> _Фрагменты набора данных для детекции объектов_
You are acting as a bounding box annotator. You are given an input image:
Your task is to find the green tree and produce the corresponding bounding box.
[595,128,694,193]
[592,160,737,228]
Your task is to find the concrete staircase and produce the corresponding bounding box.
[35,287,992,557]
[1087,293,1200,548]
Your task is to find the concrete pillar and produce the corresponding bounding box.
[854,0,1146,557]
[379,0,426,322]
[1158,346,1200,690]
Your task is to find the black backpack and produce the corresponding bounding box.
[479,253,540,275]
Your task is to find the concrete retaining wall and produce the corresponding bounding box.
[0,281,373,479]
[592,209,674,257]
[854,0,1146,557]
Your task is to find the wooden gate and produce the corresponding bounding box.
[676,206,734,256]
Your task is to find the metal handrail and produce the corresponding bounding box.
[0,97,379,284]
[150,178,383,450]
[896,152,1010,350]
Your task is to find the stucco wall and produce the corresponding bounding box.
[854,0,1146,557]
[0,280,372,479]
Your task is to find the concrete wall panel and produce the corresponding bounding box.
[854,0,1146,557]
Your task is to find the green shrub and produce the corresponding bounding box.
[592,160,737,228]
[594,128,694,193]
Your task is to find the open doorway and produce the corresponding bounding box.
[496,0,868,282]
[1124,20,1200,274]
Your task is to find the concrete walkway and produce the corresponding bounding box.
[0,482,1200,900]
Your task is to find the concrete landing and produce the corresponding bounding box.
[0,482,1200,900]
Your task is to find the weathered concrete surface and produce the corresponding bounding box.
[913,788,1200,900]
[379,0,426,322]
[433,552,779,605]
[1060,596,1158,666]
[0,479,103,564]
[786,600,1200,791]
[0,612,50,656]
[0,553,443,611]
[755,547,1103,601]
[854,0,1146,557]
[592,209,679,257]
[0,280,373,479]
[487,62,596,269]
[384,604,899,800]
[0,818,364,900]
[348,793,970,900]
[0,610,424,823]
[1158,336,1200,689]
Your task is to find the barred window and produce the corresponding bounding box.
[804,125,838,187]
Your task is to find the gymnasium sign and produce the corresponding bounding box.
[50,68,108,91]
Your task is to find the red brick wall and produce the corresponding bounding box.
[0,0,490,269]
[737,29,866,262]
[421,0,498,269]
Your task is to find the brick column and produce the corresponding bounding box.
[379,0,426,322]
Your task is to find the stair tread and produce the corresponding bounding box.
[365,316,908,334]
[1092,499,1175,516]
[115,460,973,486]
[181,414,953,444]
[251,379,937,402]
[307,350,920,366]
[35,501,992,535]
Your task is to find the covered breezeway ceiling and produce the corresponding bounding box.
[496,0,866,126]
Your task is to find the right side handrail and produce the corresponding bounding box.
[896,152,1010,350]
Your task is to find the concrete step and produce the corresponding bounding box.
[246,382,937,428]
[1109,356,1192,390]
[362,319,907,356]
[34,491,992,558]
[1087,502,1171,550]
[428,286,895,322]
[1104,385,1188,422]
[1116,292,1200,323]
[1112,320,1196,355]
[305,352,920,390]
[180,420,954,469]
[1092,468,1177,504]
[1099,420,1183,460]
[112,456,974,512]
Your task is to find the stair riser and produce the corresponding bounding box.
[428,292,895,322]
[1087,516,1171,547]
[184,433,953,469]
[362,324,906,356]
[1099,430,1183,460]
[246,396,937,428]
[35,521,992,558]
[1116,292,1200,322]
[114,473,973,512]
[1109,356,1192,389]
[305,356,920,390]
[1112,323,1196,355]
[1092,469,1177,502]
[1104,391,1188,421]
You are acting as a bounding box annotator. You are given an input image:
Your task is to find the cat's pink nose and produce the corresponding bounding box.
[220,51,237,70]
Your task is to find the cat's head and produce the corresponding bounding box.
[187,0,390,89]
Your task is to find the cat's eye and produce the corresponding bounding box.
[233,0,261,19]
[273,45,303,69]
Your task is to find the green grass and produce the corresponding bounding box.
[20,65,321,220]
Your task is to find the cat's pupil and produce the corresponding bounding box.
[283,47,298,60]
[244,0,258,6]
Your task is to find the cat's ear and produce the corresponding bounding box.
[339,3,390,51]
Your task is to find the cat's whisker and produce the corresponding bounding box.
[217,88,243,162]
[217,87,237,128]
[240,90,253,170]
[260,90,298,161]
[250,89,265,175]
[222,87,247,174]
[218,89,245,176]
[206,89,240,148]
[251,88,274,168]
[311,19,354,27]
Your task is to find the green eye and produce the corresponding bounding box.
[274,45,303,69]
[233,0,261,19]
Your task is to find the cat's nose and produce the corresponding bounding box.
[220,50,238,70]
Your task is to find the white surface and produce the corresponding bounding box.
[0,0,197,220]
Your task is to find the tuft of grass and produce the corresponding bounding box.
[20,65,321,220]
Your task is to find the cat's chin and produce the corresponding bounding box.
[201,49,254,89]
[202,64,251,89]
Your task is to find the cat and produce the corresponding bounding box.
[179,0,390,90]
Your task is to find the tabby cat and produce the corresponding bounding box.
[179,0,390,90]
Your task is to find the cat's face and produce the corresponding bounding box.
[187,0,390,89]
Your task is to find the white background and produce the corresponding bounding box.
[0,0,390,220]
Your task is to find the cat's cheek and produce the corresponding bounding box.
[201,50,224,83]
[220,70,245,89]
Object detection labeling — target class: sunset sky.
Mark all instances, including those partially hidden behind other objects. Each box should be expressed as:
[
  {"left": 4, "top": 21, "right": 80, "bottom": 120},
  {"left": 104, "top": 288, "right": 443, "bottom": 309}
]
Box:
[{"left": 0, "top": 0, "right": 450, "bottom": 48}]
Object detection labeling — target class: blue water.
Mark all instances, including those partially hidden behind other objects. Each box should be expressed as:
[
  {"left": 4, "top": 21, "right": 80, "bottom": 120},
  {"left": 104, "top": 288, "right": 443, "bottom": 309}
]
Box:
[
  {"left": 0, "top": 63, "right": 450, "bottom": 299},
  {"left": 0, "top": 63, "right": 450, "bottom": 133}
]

> _Задание_
Обновите все записи выше, заменив «produce the corresponding bounding box» на «output the matching bounding box». Всё остальное оставьте как есть.

> _Результат_
You are acting as a bounding box annotator. You are given an input image:
Your task is to find the green tree and output the matching bounding box.
[595,128,694,193]
[592,160,737,228]
Your task is to find the concrete staircase and output the matching bounding box.
[35,287,992,557]
[1087,293,1200,548]
Your task is to find the concrete pillar and output the matching bounding box.
[854,0,1146,557]
[379,0,426,322]
[1158,346,1200,690]
Your task is to find the black backpack and output the matching bounding box.
[479,253,540,275]
Your task is to find the concrete retaining wall and output the matching bounding box.
[0,281,373,479]
[592,209,674,257]
[854,0,1146,557]
Your task is to find the wooden gate and output the matching bounding box.
[676,206,734,256]
Your task is to find the metal handrail and output the matching bounding box.
[0,97,379,284]
[150,178,383,450]
[896,152,1010,350]
Your task is to find the stucco wall and output the matching bounding box.
[854,0,1146,557]
[0,280,372,479]
Your task is to find the concrete wall panel and output the matching bounding box.
[854,0,1146,557]
Your task is to find the green shrub and output the matching bounding box.
[592,160,737,228]
[594,128,694,193]
Your task is to find the open doorway and output the matching bounding box.
[496,0,868,282]
[1124,20,1200,274]
Your task is to find the concrete walkway and output the matching bounding box.
[0,482,1200,900]
Your task is to find the concrete landing and output the matching bounding box.
[0,482,1200,900]
Your task is to find the weathered concrete surface and output the matching bounding box.
[913,788,1200,900]
[379,0,426,322]
[433,552,779,605]
[1060,596,1158,666]
[0,479,103,564]
[786,600,1200,791]
[0,612,50,656]
[0,553,443,611]
[755,547,1103,601]
[854,0,1146,557]
[592,209,679,257]
[0,280,373,479]
[487,62,596,269]
[384,604,899,800]
[0,818,364,900]
[348,793,970,900]
[0,610,424,823]
[1158,336,1200,689]
Your task is to find the barred window and output the matching bounding box.
[804,125,838,187]
Your task is to find the gymnasium sign and output the matching bounding box.
[50,68,108,91]
Your task is to find the red brick wall and output the matching bounding box.
[0,0,490,269]
[737,29,866,262]
[421,0,498,269]
Your task is to find the brick column and output the matching bounding box.
[379,0,426,322]
Your task is to find the stair tread and output the matching bounding box.
[365,316,908,334]
[1092,499,1175,516]
[115,460,973,486]
[181,414,953,444]
[251,379,937,402]
[307,350,920,366]
[35,501,992,535]
Your task is to find the covered breezeway ceiling and output the matching bounding box.
[496,0,866,126]
Your task is to find the right side handrail and output the matching bounding box.
[896,152,1010,350]
Your task is to find the concrete step and output the matching bounding box.
[246,382,937,428]
[1109,356,1192,390]
[362,319,907,356]
[34,491,992,558]
[1087,502,1171,550]
[428,286,895,322]
[1104,385,1188,422]
[1116,292,1200,323]
[1112,320,1196,355]
[305,352,920,390]
[180,420,954,469]
[1092,468,1177,504]
[1099,420,1183,460]
[112,456,974,512]
Your task is to find the stair riser and output the matching bounding box.
[428,292,895,322]
[1087,516,1171,547]
[184,433,953,469]
[362,324,906,356]
[1099,430,1183,460]
[246,396,937,428]
[35,521,992,558]
[1116,292,1200,322]
[114,473,973,512]
[1109,356,1192,389]
[305,356,920,390]
[1112,323,1196,355]
[1092,469,1177,502]
[1104,391,1188,421]
You are acting as a bounding box annotator. You are given an input image:
Your task is to find the cat's pink nose and output the matching bounding box.
[220,51,237,70]
Your task is to find the cat's head and output the matching bounding box.
[187,0,390,89]
Your task is to find the cat's eye and output the matching bounding box.
[233,0,261,19]
[273,45,303,69]
Your task is to find the green grass and output the matching bounding box.
[20,65,321,220]
Your task is to find the cat's pupil and output the matching bounding box.
[283,47,298,60]
[244,0,258,6]
Your task is to find the cat's ear and output the matching bounding box.
[339,3,390,51]
Your task is to find the cat's whisker and output the matching bounding box.
[217,88,243,162]
[217,87,237,128]
[240,90,253,170]
[260,90,298,161]
[250,89,265,175]
[222,87,247,174]
[218,89,245,176]
[206,89,240,148]
[251,88,274,168]
[311,19,354,27]
Your task is to find the green eye and output the matching bounding box.
[274,45,303,69]
[233,0,261,19]
Your task is to find the cat's nose and output the matching bounding box.
[220,50,238,70]
Your task is to find the white surface and output the matching bounding box.
[0,0,197,220]
Your task is to find the tuft of grass and output the matching bounding box.
[20,65,321,220]
Your task is to find the cat's chin and output the matching bounding box.
[201,49,254,89]
[202,64,251,89]
Your task is to find the cat and output the matching bounding box.
[179,0,390,90]
Your task is to find the tabby cat and output the matching bounding box.
[179,0,390,90]
Your task is to find the cat's face and output the matching bounding box.
[187,0,390,89]
Your task is to find the white background and output the matching bounding box.
[0,0,390,220]
Your task is to find the cat's cheek and output the matching bounding box.
[201,50,224,83]
[220,70,245,89]
Object detection labeling — target class: sunset sky.
Mark all instances, including those partially hidden behind other objects. Each box should be expressed as:
[
  {"left": 4, "top": 21, "right": 80, "bottom": 120},
  {"left": 104, "top": 288, "right": 443, "bottom": 309}
]
Box:
[{"left": 0, "top": 0, "right": 450, "bottom": 48}]
Object detection labeling — target class: blue water.
Mark all instances, including those partially hidden behind other objects. Each box should be expressed as:
[
  {"left": 4, "top": 21, "right": 80, "bottom": 120},
  {"left": 104, "top": 288, "right": 443, "bottom": 309}
]
Box:
[
  {"left": 0, "top": 63, "right": 450, "bottom": 299},
  {"left": 0, "top": 63, "right": 450, "bottom": 133}
]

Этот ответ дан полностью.